__Extracted text__:
____________________
Although no extensive archaeological work has been conducted in Grassy Cove, early farmers found projectile points and other prehistoric artifacts when plowing fields, suggesting that Native Americans were living in the cove during prehistoric times. Also, early 19th-century settlers reportedly found the cove bottom cleared and containing only high grass upon their arrival. Hence the name: Grassy Cove.

The first settlers arrived in Grassy Cove in 1801. This early caravan consisted primarily of families from Fluvanna County, Virginia. In 1803, they completed a log church and formed the Grassy Cove United Methodist Church, one of the first congregations in the Cumberland Plateau region. Prominent early settlers included Conrad Kemmer, a Revolutionary War veteran who arrived in 1808, and Weatherston Greer, who arrived around 1830. Greer set up the first post office in the cove, operated a sawmill and gristmill, and owned large tracts of land in the cove until the U.S. Civil War. Kemmer's descendants own much of the land in Grassy Cove today.
____________________
__Records shown__:
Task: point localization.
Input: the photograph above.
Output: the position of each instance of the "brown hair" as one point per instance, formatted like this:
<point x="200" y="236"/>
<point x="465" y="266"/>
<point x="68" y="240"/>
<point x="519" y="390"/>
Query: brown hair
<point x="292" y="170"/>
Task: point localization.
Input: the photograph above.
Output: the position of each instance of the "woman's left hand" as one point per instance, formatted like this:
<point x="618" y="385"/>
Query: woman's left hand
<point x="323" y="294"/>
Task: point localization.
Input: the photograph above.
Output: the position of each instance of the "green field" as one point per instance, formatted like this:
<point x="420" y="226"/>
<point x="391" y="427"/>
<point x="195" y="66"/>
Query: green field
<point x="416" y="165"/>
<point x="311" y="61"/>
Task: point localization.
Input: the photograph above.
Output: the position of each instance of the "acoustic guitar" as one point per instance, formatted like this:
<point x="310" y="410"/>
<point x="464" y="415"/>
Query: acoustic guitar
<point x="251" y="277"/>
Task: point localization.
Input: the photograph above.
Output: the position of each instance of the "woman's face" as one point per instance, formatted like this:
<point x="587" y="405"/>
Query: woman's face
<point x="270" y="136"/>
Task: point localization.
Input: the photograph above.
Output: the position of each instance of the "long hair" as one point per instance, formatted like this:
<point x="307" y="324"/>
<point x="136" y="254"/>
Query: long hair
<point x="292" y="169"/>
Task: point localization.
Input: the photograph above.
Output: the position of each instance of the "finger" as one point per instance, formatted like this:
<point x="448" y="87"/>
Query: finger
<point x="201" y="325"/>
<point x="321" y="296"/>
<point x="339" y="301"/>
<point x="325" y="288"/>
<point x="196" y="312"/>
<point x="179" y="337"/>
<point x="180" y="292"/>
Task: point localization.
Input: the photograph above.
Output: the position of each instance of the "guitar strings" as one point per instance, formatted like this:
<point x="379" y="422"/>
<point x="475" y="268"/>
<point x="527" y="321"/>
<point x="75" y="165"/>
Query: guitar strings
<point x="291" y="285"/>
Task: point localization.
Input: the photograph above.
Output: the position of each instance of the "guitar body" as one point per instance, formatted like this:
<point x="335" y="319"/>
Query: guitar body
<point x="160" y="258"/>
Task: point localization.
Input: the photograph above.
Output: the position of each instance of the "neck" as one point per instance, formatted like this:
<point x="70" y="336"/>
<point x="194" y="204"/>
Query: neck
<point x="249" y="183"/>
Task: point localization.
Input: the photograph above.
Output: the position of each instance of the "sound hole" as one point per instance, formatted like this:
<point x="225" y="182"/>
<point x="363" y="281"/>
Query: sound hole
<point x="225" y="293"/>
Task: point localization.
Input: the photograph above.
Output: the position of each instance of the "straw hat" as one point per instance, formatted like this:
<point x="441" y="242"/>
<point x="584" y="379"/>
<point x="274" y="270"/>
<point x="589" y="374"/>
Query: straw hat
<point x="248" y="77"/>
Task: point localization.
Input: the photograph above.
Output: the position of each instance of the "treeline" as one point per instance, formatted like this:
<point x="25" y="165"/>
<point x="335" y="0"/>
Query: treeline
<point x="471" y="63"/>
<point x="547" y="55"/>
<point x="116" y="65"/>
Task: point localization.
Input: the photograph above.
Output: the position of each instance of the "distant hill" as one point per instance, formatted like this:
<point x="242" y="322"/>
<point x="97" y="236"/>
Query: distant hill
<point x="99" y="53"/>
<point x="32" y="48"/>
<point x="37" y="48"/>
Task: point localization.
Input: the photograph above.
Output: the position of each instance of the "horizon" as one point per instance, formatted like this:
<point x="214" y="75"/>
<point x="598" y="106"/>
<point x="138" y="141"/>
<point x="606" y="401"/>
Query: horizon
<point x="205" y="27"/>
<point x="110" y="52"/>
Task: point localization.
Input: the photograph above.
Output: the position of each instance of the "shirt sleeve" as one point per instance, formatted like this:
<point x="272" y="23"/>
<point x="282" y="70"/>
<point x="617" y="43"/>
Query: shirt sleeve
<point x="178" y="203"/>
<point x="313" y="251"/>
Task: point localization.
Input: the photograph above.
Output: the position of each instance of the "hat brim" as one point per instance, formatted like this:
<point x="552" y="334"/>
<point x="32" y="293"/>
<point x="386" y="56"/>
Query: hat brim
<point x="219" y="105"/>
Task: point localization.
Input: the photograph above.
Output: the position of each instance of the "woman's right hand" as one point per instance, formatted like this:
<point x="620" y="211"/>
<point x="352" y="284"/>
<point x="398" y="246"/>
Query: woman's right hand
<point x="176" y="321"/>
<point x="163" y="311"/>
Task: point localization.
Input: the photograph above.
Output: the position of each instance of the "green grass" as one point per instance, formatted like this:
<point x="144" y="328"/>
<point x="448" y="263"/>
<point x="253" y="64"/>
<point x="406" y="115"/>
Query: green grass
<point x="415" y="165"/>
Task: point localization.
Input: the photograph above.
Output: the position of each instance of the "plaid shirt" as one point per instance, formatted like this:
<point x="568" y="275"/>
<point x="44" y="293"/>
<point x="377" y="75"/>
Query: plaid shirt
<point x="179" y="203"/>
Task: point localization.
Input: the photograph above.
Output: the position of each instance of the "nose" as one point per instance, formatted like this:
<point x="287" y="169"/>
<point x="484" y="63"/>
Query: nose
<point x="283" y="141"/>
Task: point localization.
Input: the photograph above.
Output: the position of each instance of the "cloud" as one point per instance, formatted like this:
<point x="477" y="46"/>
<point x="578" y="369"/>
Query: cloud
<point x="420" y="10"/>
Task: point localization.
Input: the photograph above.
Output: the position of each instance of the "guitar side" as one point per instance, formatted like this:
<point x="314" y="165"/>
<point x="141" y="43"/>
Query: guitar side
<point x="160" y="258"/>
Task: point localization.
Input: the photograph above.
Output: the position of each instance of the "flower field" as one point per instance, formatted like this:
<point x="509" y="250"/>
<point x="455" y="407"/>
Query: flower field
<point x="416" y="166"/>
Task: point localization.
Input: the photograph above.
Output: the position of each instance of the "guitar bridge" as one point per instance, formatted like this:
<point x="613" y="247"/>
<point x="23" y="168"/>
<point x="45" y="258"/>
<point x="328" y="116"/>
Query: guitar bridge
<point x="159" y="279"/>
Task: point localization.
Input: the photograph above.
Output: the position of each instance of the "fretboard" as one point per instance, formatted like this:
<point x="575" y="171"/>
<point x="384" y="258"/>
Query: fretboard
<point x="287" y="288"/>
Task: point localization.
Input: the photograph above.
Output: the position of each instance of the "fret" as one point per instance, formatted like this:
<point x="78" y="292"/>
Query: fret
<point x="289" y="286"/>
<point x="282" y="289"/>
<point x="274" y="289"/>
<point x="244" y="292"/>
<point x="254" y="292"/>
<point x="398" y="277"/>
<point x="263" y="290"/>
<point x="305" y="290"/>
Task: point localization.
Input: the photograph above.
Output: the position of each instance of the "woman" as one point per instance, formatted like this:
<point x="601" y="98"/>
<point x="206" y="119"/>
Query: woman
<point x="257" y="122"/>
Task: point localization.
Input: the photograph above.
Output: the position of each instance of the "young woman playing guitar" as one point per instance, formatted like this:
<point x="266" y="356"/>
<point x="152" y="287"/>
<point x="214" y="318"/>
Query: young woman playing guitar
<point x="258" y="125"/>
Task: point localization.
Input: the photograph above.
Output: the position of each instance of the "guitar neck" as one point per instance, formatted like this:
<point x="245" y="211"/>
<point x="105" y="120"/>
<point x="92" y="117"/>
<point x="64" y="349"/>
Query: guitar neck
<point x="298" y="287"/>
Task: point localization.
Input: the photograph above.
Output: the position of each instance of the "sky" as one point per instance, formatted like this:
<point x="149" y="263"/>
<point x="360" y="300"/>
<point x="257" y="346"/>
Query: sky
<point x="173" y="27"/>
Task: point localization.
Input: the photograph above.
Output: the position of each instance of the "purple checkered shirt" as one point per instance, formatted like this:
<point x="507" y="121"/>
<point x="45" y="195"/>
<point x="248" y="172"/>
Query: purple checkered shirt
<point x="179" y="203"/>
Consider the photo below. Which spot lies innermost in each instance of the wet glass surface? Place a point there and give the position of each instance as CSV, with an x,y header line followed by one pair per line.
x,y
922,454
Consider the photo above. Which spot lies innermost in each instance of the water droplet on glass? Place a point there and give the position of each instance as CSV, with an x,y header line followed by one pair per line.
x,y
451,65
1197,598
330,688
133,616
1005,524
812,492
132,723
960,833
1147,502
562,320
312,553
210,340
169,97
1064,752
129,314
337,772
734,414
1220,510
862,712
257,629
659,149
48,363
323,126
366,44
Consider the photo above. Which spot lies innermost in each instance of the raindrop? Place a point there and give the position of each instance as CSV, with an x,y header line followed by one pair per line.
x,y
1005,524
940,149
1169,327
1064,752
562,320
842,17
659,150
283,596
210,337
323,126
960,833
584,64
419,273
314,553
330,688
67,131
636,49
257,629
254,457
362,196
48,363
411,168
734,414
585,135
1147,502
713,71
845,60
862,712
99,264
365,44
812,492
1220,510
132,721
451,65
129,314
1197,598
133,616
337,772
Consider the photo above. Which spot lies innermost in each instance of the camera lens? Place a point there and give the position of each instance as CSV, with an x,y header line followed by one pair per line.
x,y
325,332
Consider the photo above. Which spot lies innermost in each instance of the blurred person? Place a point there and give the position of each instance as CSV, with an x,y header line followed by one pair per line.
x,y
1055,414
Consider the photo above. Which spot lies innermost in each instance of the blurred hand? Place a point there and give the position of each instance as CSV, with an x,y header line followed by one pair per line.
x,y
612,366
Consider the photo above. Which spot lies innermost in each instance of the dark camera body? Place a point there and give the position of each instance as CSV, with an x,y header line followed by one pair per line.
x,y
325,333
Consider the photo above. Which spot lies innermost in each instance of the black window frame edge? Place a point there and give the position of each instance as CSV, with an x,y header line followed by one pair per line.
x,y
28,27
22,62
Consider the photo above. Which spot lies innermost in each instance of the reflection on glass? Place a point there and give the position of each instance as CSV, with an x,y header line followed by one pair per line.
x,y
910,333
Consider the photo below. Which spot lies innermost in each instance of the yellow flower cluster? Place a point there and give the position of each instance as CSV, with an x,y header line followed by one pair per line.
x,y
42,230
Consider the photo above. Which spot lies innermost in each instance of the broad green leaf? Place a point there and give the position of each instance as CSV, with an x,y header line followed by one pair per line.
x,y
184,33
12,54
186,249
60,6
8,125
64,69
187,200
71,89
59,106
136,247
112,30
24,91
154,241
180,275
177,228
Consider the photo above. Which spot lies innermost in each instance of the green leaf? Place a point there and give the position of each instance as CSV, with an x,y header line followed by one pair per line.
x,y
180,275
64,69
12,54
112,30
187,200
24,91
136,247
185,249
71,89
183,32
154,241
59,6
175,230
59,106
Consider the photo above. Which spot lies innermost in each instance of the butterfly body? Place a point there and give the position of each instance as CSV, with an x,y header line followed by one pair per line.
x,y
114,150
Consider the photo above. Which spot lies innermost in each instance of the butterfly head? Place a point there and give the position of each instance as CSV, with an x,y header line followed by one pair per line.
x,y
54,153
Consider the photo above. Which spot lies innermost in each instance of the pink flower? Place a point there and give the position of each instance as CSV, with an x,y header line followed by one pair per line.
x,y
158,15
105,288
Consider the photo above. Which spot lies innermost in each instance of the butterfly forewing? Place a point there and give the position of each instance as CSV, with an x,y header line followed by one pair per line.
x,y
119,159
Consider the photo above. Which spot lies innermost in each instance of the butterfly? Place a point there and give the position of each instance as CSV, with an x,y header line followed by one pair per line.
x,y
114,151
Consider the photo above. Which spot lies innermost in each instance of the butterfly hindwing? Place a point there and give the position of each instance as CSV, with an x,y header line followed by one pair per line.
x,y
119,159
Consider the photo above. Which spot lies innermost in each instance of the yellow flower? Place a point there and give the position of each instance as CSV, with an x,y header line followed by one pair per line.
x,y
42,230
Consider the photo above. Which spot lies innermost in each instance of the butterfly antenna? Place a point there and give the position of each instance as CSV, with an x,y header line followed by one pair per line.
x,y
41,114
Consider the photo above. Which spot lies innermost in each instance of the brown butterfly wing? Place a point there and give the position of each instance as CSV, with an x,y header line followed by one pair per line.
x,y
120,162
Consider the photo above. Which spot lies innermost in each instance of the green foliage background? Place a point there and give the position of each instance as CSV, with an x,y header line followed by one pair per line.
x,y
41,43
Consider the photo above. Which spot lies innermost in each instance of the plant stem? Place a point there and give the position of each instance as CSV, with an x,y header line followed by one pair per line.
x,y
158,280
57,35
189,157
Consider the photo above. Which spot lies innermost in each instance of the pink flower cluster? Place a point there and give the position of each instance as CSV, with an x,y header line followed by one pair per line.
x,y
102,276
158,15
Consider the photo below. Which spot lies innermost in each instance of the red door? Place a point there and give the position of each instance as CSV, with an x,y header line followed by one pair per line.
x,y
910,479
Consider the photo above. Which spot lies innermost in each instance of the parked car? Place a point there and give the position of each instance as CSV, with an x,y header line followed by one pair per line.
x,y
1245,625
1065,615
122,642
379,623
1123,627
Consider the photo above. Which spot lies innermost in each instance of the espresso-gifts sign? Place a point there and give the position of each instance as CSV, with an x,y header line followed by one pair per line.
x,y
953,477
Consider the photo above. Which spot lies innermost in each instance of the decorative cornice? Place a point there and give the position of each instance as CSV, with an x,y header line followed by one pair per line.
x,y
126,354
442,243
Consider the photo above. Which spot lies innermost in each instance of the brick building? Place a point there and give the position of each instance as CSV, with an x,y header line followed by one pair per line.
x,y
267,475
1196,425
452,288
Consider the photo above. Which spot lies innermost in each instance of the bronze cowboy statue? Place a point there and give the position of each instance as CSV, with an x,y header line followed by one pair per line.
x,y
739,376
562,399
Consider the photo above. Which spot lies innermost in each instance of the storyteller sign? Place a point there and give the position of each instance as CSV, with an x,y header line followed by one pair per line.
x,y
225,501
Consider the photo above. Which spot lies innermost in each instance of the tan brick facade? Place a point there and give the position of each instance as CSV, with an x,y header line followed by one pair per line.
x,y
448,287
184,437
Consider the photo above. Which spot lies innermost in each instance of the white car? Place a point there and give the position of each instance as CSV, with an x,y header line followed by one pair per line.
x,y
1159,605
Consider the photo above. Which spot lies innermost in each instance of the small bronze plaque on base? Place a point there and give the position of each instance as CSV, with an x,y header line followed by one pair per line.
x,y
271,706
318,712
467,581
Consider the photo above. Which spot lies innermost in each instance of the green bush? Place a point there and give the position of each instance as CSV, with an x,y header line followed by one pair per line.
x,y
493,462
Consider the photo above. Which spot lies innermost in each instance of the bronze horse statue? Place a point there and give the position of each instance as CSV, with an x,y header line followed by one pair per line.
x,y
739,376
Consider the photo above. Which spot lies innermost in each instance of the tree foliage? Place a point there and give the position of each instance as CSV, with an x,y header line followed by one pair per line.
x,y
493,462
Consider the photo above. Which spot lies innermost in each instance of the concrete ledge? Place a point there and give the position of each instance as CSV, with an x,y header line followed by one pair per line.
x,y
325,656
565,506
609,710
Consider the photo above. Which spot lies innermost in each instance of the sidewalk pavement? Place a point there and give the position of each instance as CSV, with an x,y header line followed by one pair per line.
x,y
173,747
____________________
__Assignment__: Copy the Grassy Cove passage above word for word, in full.

__Exercise solution__:
Although no extensive archaeological work has been conducted in Grassy Cove, early farmers found projectile points and other prehistoric artifacts when plowing fields, suggesting that Native Americans were living in the cove during prehistoric times. Also, early 19th-century settlers reportedly found the cove bottom cleared and containing only high grass upon their arrival. Hence the name: Grassy Cove.

The first settlers arrived in Grassy Cove in 1801. This early caravan consisted primarily of families from Fluvanna County, Virginia. In 1803, they completed a log church and formed the Grassy Cove United Methodist Church, one of the first congregations in the Cumberland Plateau region. Prominent early settlers included Conrad Kemmer, a Revolutionary War veteran who arrived in 1808, and Weatherston Greer, who arrived around 1830. Greer set up the first post office in the cove, operated a sawmill and gristmill, and owned large tracts of land in the cove until the U.S. Civil War. Kemmer's descendants own much of the land in Grassy Cove today.